• TASK DESCRIPTION: Skip the images; return every entry exactly.

---*---

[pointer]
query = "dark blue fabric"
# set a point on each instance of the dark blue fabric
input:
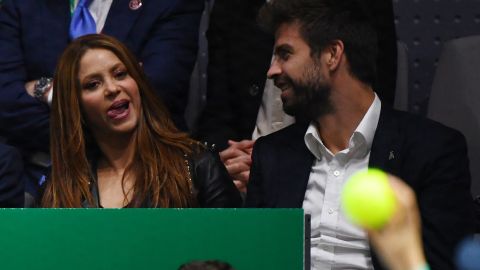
(82, 22)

---*---

• WRITTEN RESPONSE:
[pointer]
query = "dark blue fabric"
# set a point on each instance of the dark blue fabric
input:
(82, 22)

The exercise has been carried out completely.